***** Items
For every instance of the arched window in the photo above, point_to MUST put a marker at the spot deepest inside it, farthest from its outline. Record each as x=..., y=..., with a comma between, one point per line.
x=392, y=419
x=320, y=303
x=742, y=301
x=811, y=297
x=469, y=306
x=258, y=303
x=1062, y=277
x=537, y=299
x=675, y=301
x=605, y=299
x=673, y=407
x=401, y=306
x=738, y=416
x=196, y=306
**********
What you need to do: Update the material by changing "arched window" to "round-topped window" and leaving everything else the same.

The solution:
For every instance of the round-topped window in the photo above, point_to MUST put a marker at the spot deepest inside it, farthest from its outline. Record each as x=..., y=..., with a comma between, one point per line.
x=392, y=419
x=320, y=303
x=742, y=301
x=811, y=297
x=469, y=306
x=258, y=303
x=1062, y=277
x=537, y=299
x=675, y=301
x=605, y=299
x=673, y=407
x=401, y=306
x=738, y=416
x=196, y=306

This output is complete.